» About this exercise
Please go line by line and repeat the data below exactly, with no images.

» Source records
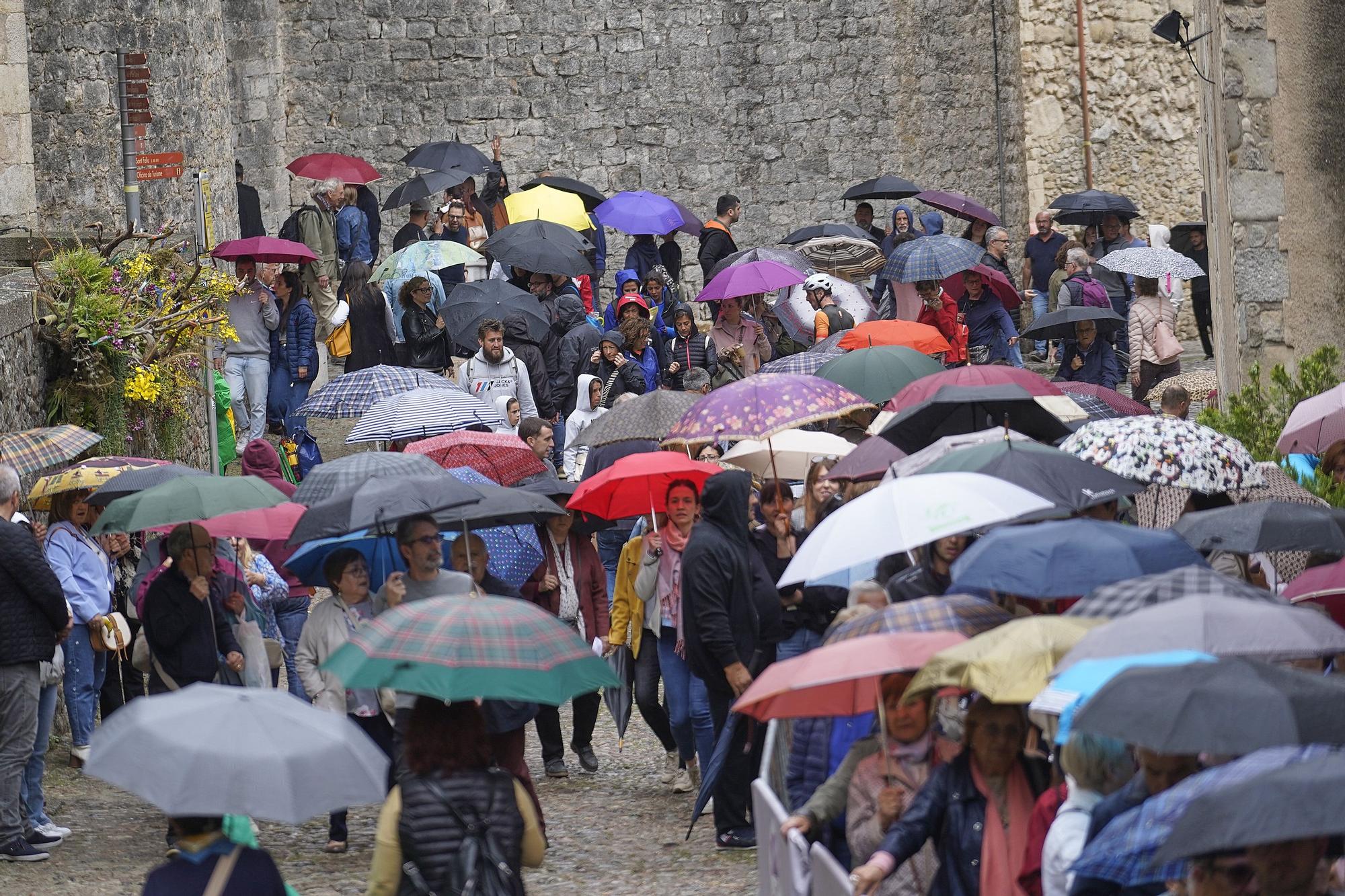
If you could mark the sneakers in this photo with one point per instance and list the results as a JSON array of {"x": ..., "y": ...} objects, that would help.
[
  {"x": 21, "y": 850},
  {"x": 669, "y": 768}
]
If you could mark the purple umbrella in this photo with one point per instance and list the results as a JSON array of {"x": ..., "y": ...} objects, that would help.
[
  {"x": 761, "y": 407},
  {"x": 958, "y": 205},
  {"x": 750, "y": 279},
  {"x": 641, "y": 213}
]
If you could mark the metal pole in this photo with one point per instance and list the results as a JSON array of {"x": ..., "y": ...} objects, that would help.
[{"x": 130, "y": 179}]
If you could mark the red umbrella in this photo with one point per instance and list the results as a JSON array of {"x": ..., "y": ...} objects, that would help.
[
  {"x": 995, "y": 279},
  {"x": 638, "y": 483},
  {"x": 497, "y": 455},
  {"x": 266, "y": 249},
  {"x": 334, "y": 165},
  {"x": 926, "y": 388}
]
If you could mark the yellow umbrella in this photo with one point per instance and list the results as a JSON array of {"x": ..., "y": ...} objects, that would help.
[
  {"x": 548, "y": 204},
  {"x": 1007, "y": 665}
]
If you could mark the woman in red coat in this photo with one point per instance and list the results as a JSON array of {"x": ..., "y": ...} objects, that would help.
[{"x": 571, "y": 583}]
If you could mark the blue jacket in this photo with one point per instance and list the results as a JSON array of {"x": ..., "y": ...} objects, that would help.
[
  {"x": 301, "y": 349},
  {"x": 953, "y": 811},
  {"x": 1100, "y": 368}
]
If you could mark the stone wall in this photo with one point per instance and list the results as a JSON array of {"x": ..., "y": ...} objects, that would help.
[{"x": 73, "y": 92}]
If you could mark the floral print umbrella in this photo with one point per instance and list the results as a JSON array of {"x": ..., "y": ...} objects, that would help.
[
  {"x": 761, "y": 407},
  {"x": 1167, "y": 451}
]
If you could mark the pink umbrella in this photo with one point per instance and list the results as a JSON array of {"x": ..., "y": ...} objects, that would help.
[{"x": 264, "y": 249}]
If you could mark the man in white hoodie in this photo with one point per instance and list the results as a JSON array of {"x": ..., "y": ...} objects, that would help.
[{"x": 496, "y": 372}]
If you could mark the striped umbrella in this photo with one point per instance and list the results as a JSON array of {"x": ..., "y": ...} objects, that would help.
[
  {"x": 34, "y": 450},
  {"x": 422, "y": 413},
  {"x": 478, "y": 647},
  {"x": 354, "y": 393}
]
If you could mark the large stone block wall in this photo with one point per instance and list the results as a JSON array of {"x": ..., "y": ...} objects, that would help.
[{"x": 73, "y": 92}]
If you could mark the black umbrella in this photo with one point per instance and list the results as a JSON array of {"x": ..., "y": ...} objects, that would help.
[
  {"x": 443, "y": 155},
  {"x": 424, "y": 186},
  {"x": 1301, "y": 801},
  {"x": 541, "y": 247},
  {"x": 965, "y": 409},
  {"x": 1061, "y": 323},
  {"x": 592, "y": 197},
  {"x": 1265, "y": 525},
  {"x": 471, "y": 303},
  {"x": 884, "y": 188},
  {"x": 813, "y": 232},
  {"x": 132, "y": 481},
  {"x": 380, "y": 503},
  {"x": 1231, "y": 708}
]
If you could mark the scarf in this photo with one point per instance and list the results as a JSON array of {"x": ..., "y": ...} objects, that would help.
[{"x": 1004, "y": 838}]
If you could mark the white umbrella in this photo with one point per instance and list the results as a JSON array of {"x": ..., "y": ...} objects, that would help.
[
  {"x": 209, "y": 749},
  {"x": 1151, "y": 261},
  {"x": 907, "y": 513},
  {"x": 789, "y": 454}
]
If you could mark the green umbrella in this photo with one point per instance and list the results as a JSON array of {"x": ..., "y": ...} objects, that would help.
[
  {"x": 467, "y": 647},
  {"x": 186, "y": 499},
  {"x": 879, "y": 373}
]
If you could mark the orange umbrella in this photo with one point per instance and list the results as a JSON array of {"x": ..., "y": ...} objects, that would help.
[{"x": 895, "y": 333}]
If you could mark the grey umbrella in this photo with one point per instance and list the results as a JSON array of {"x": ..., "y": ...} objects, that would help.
[
  {"x": 1219, "y": 626},
  {"x": 209, "y": 749},
  {"x": 1300, "y": 801},
  {"x": 1231, "y": 706}
]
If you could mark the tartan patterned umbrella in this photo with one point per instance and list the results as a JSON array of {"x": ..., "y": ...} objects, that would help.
[
  {"x": 34, "y": 450},
  {"x": 354, "y": 393},
  {"x": 762, "y": 405},
  {"x": 504, "y": 458},
  {"x": 467, "y": 647}
]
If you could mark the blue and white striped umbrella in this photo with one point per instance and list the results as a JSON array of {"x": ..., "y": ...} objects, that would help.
[
  {"x": 354, "y": 393},
  {"x": 934, "y": 257},
  {"x": 422, "y": 413}
]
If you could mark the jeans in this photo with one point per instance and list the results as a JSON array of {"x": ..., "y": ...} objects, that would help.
[
  {"x": 30, "y": 788},
  {"x": 689, "y": 708},
  {"x": 248, "y": 382},
  {"x": 20, "y": 686},
  {"x": 84, "y": 680},
  {"x": 291, "y": 615}
]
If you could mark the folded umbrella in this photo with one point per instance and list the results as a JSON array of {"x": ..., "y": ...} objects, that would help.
[
  {"x": 210, "y": 749},
  {"x": 1067, "y": 557}
]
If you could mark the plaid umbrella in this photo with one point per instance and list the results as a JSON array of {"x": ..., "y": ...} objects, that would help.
[
  {"x": 504, "y": 458},
  {"x": 646, "y": 417},
  {"x": 346, "y": 473},
  {"x": 762, "y": 405},
  {"x": 34, "y": 450},
  {"x": 1167, "y": 451},
  {"x": 1124, "y": 598},
  {"x": 952, "y": 612},
  {"x": 422, "y": 413},
  {"x": 354, "y": 393},
  {"x": 463, "y": 649}
]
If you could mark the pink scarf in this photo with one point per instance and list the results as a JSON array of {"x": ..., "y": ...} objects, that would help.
[{"x": 1003, "y": 850}]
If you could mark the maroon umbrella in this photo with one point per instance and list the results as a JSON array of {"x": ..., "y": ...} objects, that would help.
[
  {"x": 926, "y": 388},
  {"x": 958, "y": 206}
]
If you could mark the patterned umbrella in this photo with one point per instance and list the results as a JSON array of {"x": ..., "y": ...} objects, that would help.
[
  {"x": 34, "y": 450},
  {"x": 761, "y": 407},
  {"x": 501, "y": 456},
  {"x": 346, "y": 473},
  {"x": 463, "y": 649},
  {"x": 1167, "y": 451},
  {"x": 422, "y": 413},
  {"x": 354, "y": 393},
  {"x": 87, "y": 474},
  {"x": 648, "y": 417},
  {"x": 952, "y": 612},
  {"x": 935, "y": 257}
]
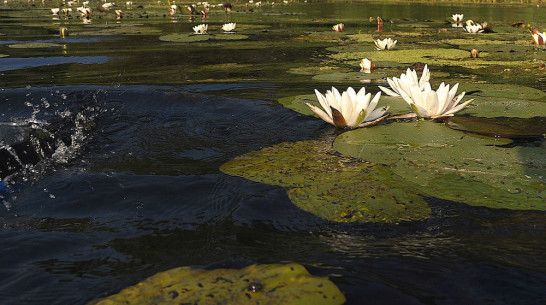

» Response for this exercise
If you could mark the sneakers in this photo with one point per instance and list the results as a JSON array of {"x": ..., "y": ...} objects, that would help.
[
  {"x": 21, "y": 850},
  {"x": 669, "y": 768}
]
If you could mark the purple umbrella in this photo with one point per instance and list the results as a JSON array of {"x": ..., "y": ...} objects, that would help.
[
  {"x": 761, "y": 407},
  {"x": 958, "y": 205},
  {"x": 750, "y": 279},
  {"x": 641, "y": 213}
]
If you could mark the metal pole in this photo with one point per instance and list the results as a JSON array of {"x": ..., "y": ...} objects, that would help.
[{"x": 130, "y": 179}]
If you could mark the red umbrella in this photo with one point per instance and list the results as a JSON array of {"x": ..., "y": ...} objects, that would help.
[
  {"x": 995, "y": 279},
  {"x": 638, "y": 483},
  {"x": 497, "y": 455},
  {"x": 266, "y": 249},
  {"x": 334, "y": 165},
  {"x": 926, "y": 388}
]
If you could mark the yellow umbrella in this photo with one point per instance and list the results as a JSON array of {"x": ..., "y": ...} objects, that would help.
[
  {"x": 548, "y": 204},
  {"x": 1007, "y": 665}
]
If you could mark the woman in red coat in this photo with one point per instance and list the results as a JSON array of {"x": ..., "y": ...} objects, that would help.
[{"x": 571, "y": 583}]
If you could mark the blue jacket in this photo with one point per instance and list the results as a JSON array of {"x": ..., "y": ...} objects, that would help.
[
  {"x": 301, "y": 349},
  {"x": 953, "y": 811},
  {"x": 1100, "y": 368}
]
If you could mark the stone wall in this photo with one point per instance and list the results as a JSON array of {"x": ..., "y": ...} objects, that would help.
[{"x": 73, "y": 92}]
If you could mark the floral print umbrella in this photo with one point per instance and list the results as a JSON array of {"x": ..., "y": ...} objects, that would help.
[
  {"x": 761, "y": 407},
  {"x": 1167, "y": 451}
]
If you could mark the pink umbrella in this photo with one point per instance and list the results as a JSON array of {"x": ..., "y": ...} objects, that would help.
[{"x": 264, "y": 249}]
If you could mark the man in white hoodie in this photo with one point per instance and list the results as a JSON array of {"x": ..., "y": ...} objects, that would help.
[{"x": 496, "y": 372}]
If you could mark the striped umbrella in this photo with one point per instance and list the results as a JSON array of {"x": ..., "y": ...} objects, that would help.
[
  {"x": 34, "y": 450},
  {"x": 422, "y": 413},
  {"x": 478, "y": 647},
  {"x": 354, "y": 393}
]
If you could mark the large stone block wall in this photo with one point per instance and list the results as a JSON array of {"x": ..., "y": ...} objects, that would help.
[{"x": 73, "y": 92}]
If you could mark the black umbrella in this photo with one point per instance and list the results as a JSON array of {"x": ..., "y": ...} objects, that would help.
[
  {"x": 443, "y": 155},
  {"x": 424, "y": 186},
  {"x": 1301, "y": 801},
  {"x": 541, "y": 247},
  {"x": 965, "y": 409},
  {"x": 1061, "y": 323},
  {"x": 592, "y": 197},
  {"x": 1265, "y": 525},
  {"x": 471, "y": 303},
  {"x": 884, "y": 188},
  {"x": 813, "y": 232},
  {"x": 132, "y": 481},
  {"x": 380, "y": 503},
  {"x": 1231, "y": 708}
]
If you could mark the scarf in this photo with one point per instance and list the results as a JSON array of {"x": ..., "y": ...} objects, that would help.
[{"x": 1004, "y": 838}]
If you could mark the white umbrella in this photo with one point per instance and list the results as a JSON array of {"x": ..., "y": ...} objects, that would help.
[
  {"x": 209, "y": 749},
  {"x": 1151, "y": 261},
  {"x": 907, "y": 513},
  {"x": 789, "y": 454}
]
If you could mark the green umbrella in this photo with one point per instance and list the results as a JSON array of {"x": ..., "y": ...} objects, that would help.
[
  {"x": 467, "y": 647},
  {"x": 186, "y": 499},
  {"x": 879, "y": 373}
]
If you could mark the orange umbrella in this photo with one point per instance and list the results as a JSON array of {"x": ..., "y": ...} objects, that would help.
[{"x": 895, "y": 333}]
If you could mark the grey umbrella in this photo with one point per instance and list the results as a JSON array of {"x": ..., "y": ...} objects, that would help.
[
  {"x": 1219, "y": 626},
  {"x": 209, "y": 749},
  {"x": 1300, "y": 801},
  {"x": 1231, "y": 706}
]
If you could mark the tartan patterned umbrella in this photo with one point per instance and list the results as a JSON array of {"x": ..., "y": ...} objects, that would help.
[
  {"x": 34, "y": 450},
  {"x": 354, "y": 393},
  {"x": 762, "y": 405},
  {"x": 504, "y": 458},
  {"x": 467, "y": 647}
]
If you could mark the blue and white striped umbrella in this photo with one point per instance and list the results as a JSON array of {"x": ..., "y": ...} objects, that would help.
[
  {"x": 354, "y": 393},
  {"x": 934, "y": 257},
  {"x": 422, "y": 413}
]
If you could mark the jeans in this photo with one point per instance and list the results as a JSON array of {"x": ..., "y": ...} objects, that would help.
[
  {"x": 30, "y": 788},
  {"x": 689, "y": 708},
  {"x": 248, "y": 382},
  {"x": 20, "y": 686},
  {"x": 84, "y": 680},
  {"x": 291, "y": 615}
]
If you could mark the folded umbrella in this photo with one point per instance and list the results as a JSON array of {"x": ..., "y": ...} objects, that would help.
[
  {"x": 210, "y": 749},
  {"x": 1067, "y": 557}
]
If you could mark the plaid umbrella in this photo with one point per instance and list the results as a JSON array of {"x": ..., "y": ...} objects, that would help.
[
  {"x": 504, "y": 458},
  {"x": 646, "y": 417},
  {"x": 346, "y": 473},
  {"x": 762, "y": 405},
  {"x": 34, "y": 450},
  {"x": 1167, "y": 451},
  {"x": 1124, "y": 598},
  {"x": 952, "y": 612},
  {"x": 422, "y": 413},
  {"x": 354, "y": 393},
  {"x": 463, "y": 649}
]
If you could mark the pink scarf in this photo with one point per instance and list the results as a JSON array of {"x": ..., "y": ...} objects, that would help.
[{"x": 1003, "y": 850}]
If you could mark the maroon umbrella in this photo with one point per instance and list the results as a JSON array of {"x": ..., "y": ...} objects, that would help.
[
  {"x": 926, "y": 388},
  {"x": 958, "y": 206}
]
If you could mark the patterned umbrella in this photo with one point per instance and list the results as a JSON array of {"x": ..., "y": ...} objects, that would help.
[
  {"x": 34, "y": 450},
  {"x": 761, "y": 407},
  {"x": 501, "y": 456},
  {"x": 346, "y": 473},
  {"x": 463, "y": 649},
  {"x": 1167, "y": 451},
  {"x": 422, "y": 413},
  {"x": 354, "y": 393},
  {"x": 87, "y": 474},
  {"x": 648, "y": 417},
  {"x": 952, "y": 612},
  {"x": 935, "y": 257}
]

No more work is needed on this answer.